L’azienda sa di avere il coltello dalla parte del manico: l’80% dei facchini sono stranieri, indiani in maggioranza, algerini, marocchini, e per questo bisognosi di un lavoro per il permesso di soggiorno. In 200 lasciano Gfe per associarsi alle due “newco”, mentre la maggioranza resiste davanti ai cancelli, nonostante l’incombente freddo emiliano alle porte e l’assenza di solidarietà da parte degli ex colleghi. “Ci ridono in faccia, entrano e ci chiedono se sentiamo freddo” racconta Nadia, alla Gfe da sette anni, parlando dei dipendenti diretti di Snatt. Perché non c’è dubbio che la protesta dei facchini è scomoda: scomoda per Fagioli e per il CDA della vecchia cooperativa, ma soprattutto perché costringe a fare i conti ogni giorno con questi schiavi moderni, nel cuore di uno dei poli industriali più importanti d’Italia.
....
=== Compito da svolgere ===
Riprendi l'estratto sulla protesta dei facchini della Gfe e proseguilo a partire dall'ultima frase.

=== Informazioni fornite ===
....
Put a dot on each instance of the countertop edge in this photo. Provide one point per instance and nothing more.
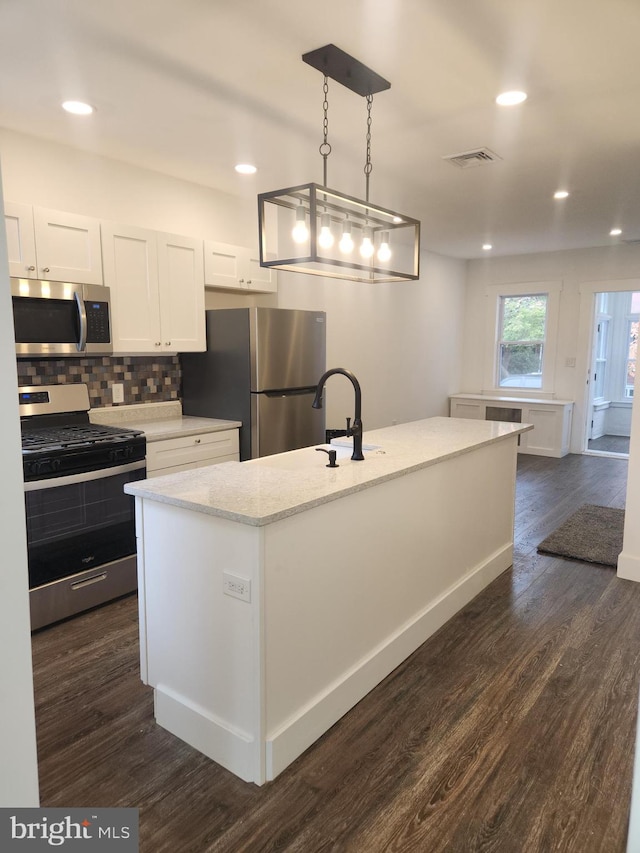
....
=== Risultato del compito ===
Ribadisce Mora come questa “è una partita molto importante, che rischia di fare da apripista se non riusciremo a fermarne gli aspetti negativi. La cosa grave di questa vicenda è che i diritti contrattuali sostanzialmente sono ritenuti secondari rispetto alle condizioni che detta il mercato, individuato come il punto di riferimento, mentre le garanzie sancite attraverso i contratti vengono sacrificate sull’altare della competitività”.
Le trattative tra sindacato e lavoratori da una parte, e azienda dall’altra, per ora sono in corso, ma si è ben lontani dal raggiungere una soluzione, complice anche l’estrema lentezza con la quale si è messa in moto la macchina istituzionale, dai comuni interessati alla provincia.
Peccato che l’inverno non sia altrettanto lento: questa mattina (24 novembre, ndr), il termometro segnava cinque gradi. E il peggio deve ancora arrivare.